Source records
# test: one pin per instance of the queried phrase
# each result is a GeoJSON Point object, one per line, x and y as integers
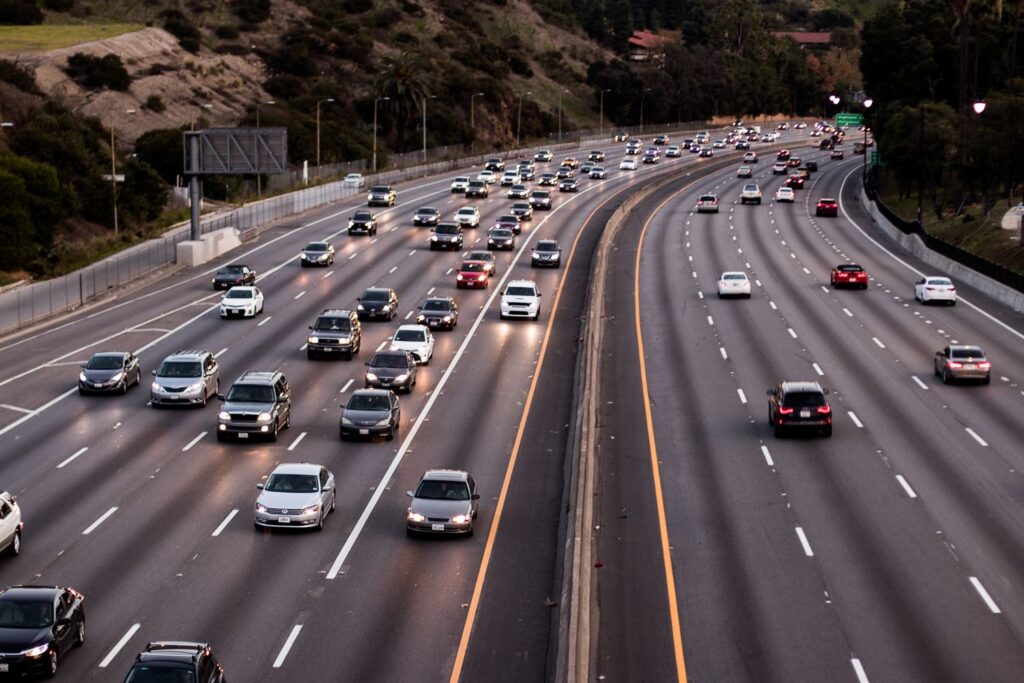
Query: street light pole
{"type": "Point", "coordinates": [379, 99]}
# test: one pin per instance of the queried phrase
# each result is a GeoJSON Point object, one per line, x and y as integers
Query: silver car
{"type": "Point", "coordinates": [295, 496]}
{"type": "Point", "coordinates": [445, 502]}
{"type": "Point", "coordinates": [185, 378]}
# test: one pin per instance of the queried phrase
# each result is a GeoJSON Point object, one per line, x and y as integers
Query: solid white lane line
{"type": "Point", "coordinates": [906, 486]}
{"type": "Point", "coordinates": [296, 441]}
{"type": "Point", "coordinates": [69, 460]}
{"type": "Point", "coordinates": [976, 437]}
{"type": "Point", "coordinates": [221, 525]}
{"type": "Point", "coordinates": [119, 645]}
{"type": "Point", "coordinates": [859, 671]}
{"type": "Point", "coordinates": [99, 521]}
{"type": "Point", "coordinates": [288, 645]}
{"type": "Point", "coordinates": [984, 595]}
{"type": "Point", "coordinates": [804, 543]}
{"type": "Point", "coordinates": [194, 441]}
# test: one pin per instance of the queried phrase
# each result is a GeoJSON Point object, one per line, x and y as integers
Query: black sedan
{"type": "Point", "coordinates": [232, 275]}
{"type": "Point", "coordinates": [38, 626]}
{"type": "Point", "coordinates": [110, 372]}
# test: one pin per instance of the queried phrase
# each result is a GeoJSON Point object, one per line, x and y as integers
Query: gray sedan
{"type": "Point", "coordinates": [295, 496]}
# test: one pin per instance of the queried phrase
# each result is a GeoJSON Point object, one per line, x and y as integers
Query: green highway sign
{"type": "Point", "coordinates": [849, 119]}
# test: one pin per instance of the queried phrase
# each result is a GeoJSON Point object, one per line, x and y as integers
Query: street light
{"type": "Point", "coordinates": [376, 101]}
{"type": "Point", "coordinates": [114, 172]}
{"type": "Point", "coordinates": [318, 102]}
{"type": "Point", "coordinates": [518, 124]}
{"type": "Point", "coordinates": [425, 98]}
{"type": "Point", "coordinates": [472, 121]}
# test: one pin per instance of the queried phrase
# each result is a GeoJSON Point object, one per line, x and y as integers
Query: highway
{"type": "Point", "coordinates": [893, 551]}
{"type": "Point", "coordinates": [147, 515]}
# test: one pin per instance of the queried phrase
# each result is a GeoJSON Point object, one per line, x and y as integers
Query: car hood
{"type": "Point", "coordinates": [440, 508]}
{"type": "Point", "coordinates": [15, 640]}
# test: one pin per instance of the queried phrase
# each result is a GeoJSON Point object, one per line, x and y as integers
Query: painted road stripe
{"type": "Point", "coordinates": [69, 460]}
{"type": "Point", "coordinates": [288, 645]}
{"type": "Point", "coordinates": [221, 525]}
{"type": "Point", "coordinates": [119, 645]}
{"type": "Point", "coordinates": [99, 521]}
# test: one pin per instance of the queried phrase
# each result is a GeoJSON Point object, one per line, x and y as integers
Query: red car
{"type": "Point", "coordinates": [472, 273]}
{"type": "Point", "coordinates": [849, 274]}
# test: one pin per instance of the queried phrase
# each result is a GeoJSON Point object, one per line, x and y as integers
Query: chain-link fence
{"type": "Point", "coordinates": [33, 302]}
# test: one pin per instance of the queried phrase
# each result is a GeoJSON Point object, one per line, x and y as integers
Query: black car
{"type": "Point", "coordinates": [232, 275]}
{"type": "Point", "coordinates": [378, 302]}
{"type": "Point", "coordinates": [112, 371]}
{"type": "Point", "coordinates": [391, 370]}
{"type": "Point", "coordinates": [363, 222]}
{"type": "Point", "coordinates": [371, 412]}
{"type": "Point", "coordinates": [175, 660]}
{"type": "Point", "coordinates": [438, 313]}
{"type": "Point", "coordinates": [799, 406]}
{"type": "Point", "coordinates": [446, 236]}
{"type": "Point", "coordinates": [427, 215]}
{"type": "Point", "coordinates": [499, 238]}
{"type": "Point", "coordinates": [38, 626]}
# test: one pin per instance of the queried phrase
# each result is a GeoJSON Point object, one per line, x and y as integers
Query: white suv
{"type": "Point", "coordinates": [521, 299]}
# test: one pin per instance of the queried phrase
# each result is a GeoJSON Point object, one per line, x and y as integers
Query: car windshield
{"type": "Point", "coordinates": [368, 402]}
{"type": "Point", "coordinates": [104, 363]}
{"type": "Point", "coordinates": [292, 483]}
{"type": "Point", "coordinates": [180, 369]}
{"type": "Point", "coordinates": [389, 360]}
{"type": "Point", "coordinates": [435, 489]}
{"type": "Point", "coordinates": [253, 393]}
{"type": "Point", "coordinates": [17, 614]}
{"type": "Point", "coordinates": [333, 325]}
{"type": "Point", "coordinates": [411, 335]}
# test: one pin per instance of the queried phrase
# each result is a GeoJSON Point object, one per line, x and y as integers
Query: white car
{"type": "Point", "coordinates": [10, 525]}
{"type": "Point", "coordinates": [733, 283]}
{"type": "Point", "coordinates": [785, 195]}
{"type": "Point", "coordinates": [935, 289]}
{"type": "Point", "coordinates": [416, 339]}
{"type": "Point", "coordinates": [520, 299]}
{"type": "Point", "coordinates": [468, 216]}
{"type": "Point", "coordinates": [242, 302]}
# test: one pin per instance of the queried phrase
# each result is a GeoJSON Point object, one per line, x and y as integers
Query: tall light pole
{"type": "Point", "coordinates": [472, 121]}
{"type": "Point", "coordinates": [376, 101]}
{"type": "Point", "coordinates": [114, 172]}
{"type": "Point", "coordinates": [425, 98]}
{"type": "Point", "coordinates": [518, 118]}
{"type": "Point", "coordinates": [318, 102]}
{"type": "Point", "coordinates": [863, 178]}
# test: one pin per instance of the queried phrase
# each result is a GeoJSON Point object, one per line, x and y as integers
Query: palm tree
{"type": "Point", "coordinates": [401, 78]}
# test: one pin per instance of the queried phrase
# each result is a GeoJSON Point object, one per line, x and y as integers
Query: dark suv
{"type": "Point", "coordinates": [335, 332]}
{"type": "Point", "coordinates": [801, 406]}
{"type": "Point", "coordinates": [174, 660]}
{"type": "Point", "coordinates": [257, 404]}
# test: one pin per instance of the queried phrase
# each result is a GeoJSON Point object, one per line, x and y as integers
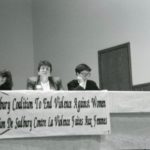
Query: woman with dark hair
{"type": "Point", "coordinates": [44, 81]}
{"type": "Point", "coordinates": [83, 72]}
{"type": "Point", "coordinates": [6, 82]}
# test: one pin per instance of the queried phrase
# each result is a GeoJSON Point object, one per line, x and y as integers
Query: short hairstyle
{"type": "Point", "coordinates": [45, 63]}
{"type": "Point", "coordinates": [81, 67]}
{"type": "Point", "coordinates": [8, 83]}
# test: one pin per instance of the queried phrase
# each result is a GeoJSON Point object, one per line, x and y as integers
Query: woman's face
{"type": "Point", "coordinates": [44, 71]}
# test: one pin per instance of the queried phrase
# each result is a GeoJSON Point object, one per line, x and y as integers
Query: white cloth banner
{"type": "Point", "coordinates": [129, 101]}
{"type": "Point", "coordinates": [57, 113]}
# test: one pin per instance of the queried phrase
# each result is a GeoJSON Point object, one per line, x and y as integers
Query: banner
{"type": "Point", "coordinates": [57, 113]}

### Action item
Exactly reproduce the entries above, minus the pictures.

### Task response
# test: one pin per instance of the queried phrase
# each result is a GeoJSON Point object, one per line, x and y as integers
Query: street light pole
{"type": "Point", "coordinates": [379, 99]}
# test: one pin per instance of the queried phrase
# each result is a GeoJSON Point object, one per line, x and y as integers
Query: silver car
{"type": "Point", "coordinates": [295, 496]}
{"type": "Point", "coordinates": [445, 502]}
{"type": "Point", "coordinates": [185, 378]}
# test: one pin per instance of the queried phrase
# each result is a GeoJSON Point object, one per line, x and y as integers
Query: solid white lane line
{"type": "Point", "coordinates": [906, 486]}
{"type": "Point", "coordinates": [296, 441]}
{"type": "Point", "coordinates": [69, 460]}
{"type": "Point", "coordinates": [976, 437]}
{"type": "Point", "coordinates": [221, 525]}
{"type": "Point", "coordinates": [119, 645]}
{"type": "Point", "coordinates": [859, 671]}
{"type": "Point", "coordinates": [99, 521]}
{"type": "Point", "coordinates": [288, 645]}
{"type": "Point", "coordinates": [984, 595]}
{"type": "Point", "coordinates": [804, 543]}
{"type": "Point", "coordinates": [194, 441]}
# test: one pin per instance of the queried phrase
# each result is a GeoJSON Point object, one per line, x and y as integers
Query: black sedan
{"type": "Point", "coordinates": [232, 275]}
{"type": "Point", "coordinates": [38, 626]}
{"type": "Point", "coordinates": [110, 372]}
# test: one pin per instance of the queried phrase
# each result is a GeoJSON Point object, one per line, x and y as integers
Query: gray sedan
{"type": "Point", "coordinates": [295, 496]}
# test: one pin per instance of the queried phrase
# each result is a GeoJSON Point object, one per line, x and y as integers
Query: green highway sign
{"type": "Point", "coordinates": [849, 119]}
# test: one pin per instance of the queried phrase
# each result is a GeoJSON Point object, one per line, x and y as integers
Query: street light
{"type": "Point", "coordinates": [376, 101]}
{"type": "Point", "coordinates": [114, 172]}
{"type": "Point", "coordinates": [318, 102]}
{"type": "Point", "coordinates": [518, 124]}
{"type": "Point", "coordinates": [425, 98]}
{"type": "Point", "coordinates": [472, 121]}
# test: one pin per instance of the queried phrase
# each result is a GeoJSON Point object, one per line, x and y as integers
Query: highway
{"type": "Point", "coordinates": [893, 551]}
{"type": "Point", "coordinates": [147, 515]}
# test: one pin per instance of the queried phrase
# each result is a GeoJSON Point object, one per line, x and y as integers
Query: car hood
{"type": "Point", "coordinates": [440, 508]}
{"type": "Point", "coordinates": [15, 640]}
# test: one pin per instance of the queried phrase
# each result is a GeoJSON Point object, one per line, x and y as integers
Query: painted road stripe
{"type": "Point", "coordinates": [69, 460]}
{"type": "Point", "coordinates": [288, 645]}
{"type": "Point", "coordinates": [221, 525]}
{"type": "Point", "coordinates": [119, 645]}
{"type": "Point", "coordinates": [99, 521]}
# test: one pin per instance of the queried phrase
# each result is a GeoJSON Point object, one per line, x and y as integers
Query: red car
{"type": "Point", "coordinates": [472, 273]}
{"type": "Point", "coordinates": [849, 274]}
# test: one pin per instance of the queried phrase
# each result is a GeoJSON Point object, one per line, x and y as integers
Query: chain-link fence
{"type": "Point", "coordinates": [33, 302]}
# test: one pin per instance of the queried phrase
# each result is a GeoJSON Point object, one per line, x and y as integers
Query: black car
{"type": "Point", "coordinates": [232, 275]}
{"type": "Point", "coordinates": [378, 302]}
{"type": "Point", "coordinates": [112, 371]}
{"type": "Point", "coordinates": [391, 370]}
{"type": "Point", "coordinates": [363, 222]}
{"type": "Point", "coordinates": [371, 412]}
{"type": "Point", "coordinates": [175, 660]}
{"type": "Point", "coordinates": [438, 313]}
{"type": "Point", "coordinates": [799, 406]}
{"type": "Point", "coordinates": [446, 236]}
{"type": "Point", "coordinates": [427, 215]}
{"type": "Point", "coordinates": [499, 238]}
{"type": "Point", "coordinates": [38, 626]}
# test: one pin per instance of the queried phrase
# each result is a GeoJSON Point object, one per line, x and y as integers
Query: white suv
{"type": "Point", "coordinates": [521, 299]}
# test: one pin per instance of the queried phrase
# each result is a GeoJSON Point object, one per line, x and y as integers
Query: car windshield
{"type": "Point", "coordinates": [368, 402]}
{"type": "Point", "coordinates": [104, 363]}
{"type": "Point", "coordinates": [292, 483]}
{"type": "Point", "coordinates": [180, 369]}
{"type": "Point", "coordinates": [389, 360]}
{"type": "Point", "coordinates": [435, 489]}
{"type": "Point", "coordinates": [253, 393]}
{"type": "Point", "coordinates": [17, 614]}
{"type": "Point", "coordinates": [333, 325]}
{"type": "Point", "coordinates": [411, 335]}
# test: one pin per instance of the queried phrase
# each result is a GeoJSON Point object, one per line, x and y as integers
Query: white car
{"type": "Point", "coordinates": [10, 525]}
{"type": "Point", "coordinates": [733, 283]}
{"type": "Point", "coordinates": [785, 195]}
{"type": "Point", "coordinates": [935, 289]}
{"type": "Point", "coordinates": [416, 339]}
{"type": "Point", "coordinates": [520, 299]}
{"type": "Point", "coordinates": [468, 216]}
{"type": "Point", "coordinates": [242, 302]}
# test: one pin per instance of the queried phrase
# each result is a GeoJSON Point object, one per line, x and y as integers
Query: tall light pole
{"type": "Point", "coordinates": [472, 121]}
{"type": "Point", "coordinates": [376, 101]}
{"type": "Point", "coordinates": [114, 172]}
{"type": "Point", "coordinates": [425, 98]}
{"type": "Point", "coordinates": [518, 118]}
{"type": "Point", "coordinates": [318, 102]}
{"type": "Point", "coordinates": [863, 178]}
# test: one pin per instance of the queried phrase
# each result is a GeoJSON Point object, one per line, x and y as integers
Query: palm tree
{"type": "Point", "coordinates": [401, 78]}
# test: one pin per instance of the queried phrase
# each result is a GeoJSON Point object, one per line, x and y as integers
Query: dark suv
{"type": "Point", "coordinates": [335, 332]}
{"type": "Point", "coordinates": [801, 406]}
{"type": "Point", "coordinates": [174, 660]}
{"type": "Point", "coordinates": [257, 404]}
# test: one pin per instance of the queried phrase
# each result is a GeoJSON Point object, one per line, x and y as integers
Query: woman with dark hair
{"type": "Point", "coordinates": [44, 81]}
{"type": "Point", "coordinates": [83, 72]}
{"type": "Point", "coordinates": [6, 82]}
# test: one pin per instance of the queried phrase
# each result is a GeoJSON Point object, one per line, x and y as integers
Query: short hairstyle
{"type": "Point", "coordinates": [45, 63]}
{"type": "Point", "coordinates": [81, 67]}
{"type": "Point", "coordinates": [8, 83]}
# test: one pin per instance of the queried phrase
# each result is a GeoJSON Point object, one per line, x and y as integers
Query: woman's face
{"type": "Point", "coordinates": [44, 71]}
# test: one pin per instance of the queried phrase
# each result is a GeoJSON Point object, one per line, x and y as integers
Query: white cloth banner
{"type": "Point", "coordinates": [129, 101]}
{"type": "Point", "coordinates": [57, 113]}
# test: one pin per instance of the queried phrase
# each result is a GeoJSON Point object, one per line, x and y as integers
Query: banner
{"type": "Point", "coordinates": [57, 113]}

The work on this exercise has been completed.